DOCUMENT SECTION -
How Purpose Lost its Purpose
It’s unclear when the idea of a corporate purpose beyond the maximisation of shareholder value first appeared, but over the last ten years we have seen purpose evolve from a potentially transformational pursuit to another piece of marketing jargon. As ever, in the rush to board the bandwagon, many businesses have failed to understand the true meaning behind the slogan and now risk undermining the nobler principles that purpose should embody.
Traditionally, a purpose-led business was considered to be one that understood the implicit contract it had with all its key stakeholders, be they employees, investors, customers, regulators or the local community to which it belonged. As the world was recovering from the financial crisis in 2008, the pursuit of purpose and “business for good” was bolstered by a flurry of studies and books advocating its adoption.

RECORDED DATA -
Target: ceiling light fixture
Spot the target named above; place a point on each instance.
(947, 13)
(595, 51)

REQUIRED TASKS -
A) In the essay on corporate purpose, which stakeholders is a purpose-led business traditionally said to have an implicit contract with?
B) Continue the essay on how corporate purpose lost its purpose, starting after its last sentence.

RESULTS FOR EACH TASK -
A) Employees, investors, customers, regulators and the local community to which it belonged.

B)
A number of companies were successful in connecting to their own authentic purpose and were able to reflect this “truth” in every aspect of their business. Patagonia became the “B” Corp poster child and Unilever set out its stall as the leader in sustainability practices across its entire value chain. Research by Harvard Business School Professors John Kotter and James Heskett showed that “purposeful” or values-driven companies outperformed their peers in stock price by a factor of twelve.
However, lately we have witnessed the gradual devaluation of purpose to the point of abuse. This typically happens when purpose is leveraged solely for marketing purposes, with no real substance behind the message. Only today I received another email inviting me to a conference “to meet with other business professionals to identify your brand’s purpose and how to leverage it to your company’s advantage”.
This kind of purpose strikes me as simply meaningless marketing jargon and in today’s world, obsessed as it is with transparency and policed by a highly cynical media, this approach does more damage than good.
Purpose is more than a set of aims with an end date, and it needs redefining. In essence, purpose gets to the heart of that most fundamental of questions: why do we exist? Somewhere along the line the purpose of purpose has been confused. In my view, there are three principal misconceptions that we need to address to restore meaning to purpose.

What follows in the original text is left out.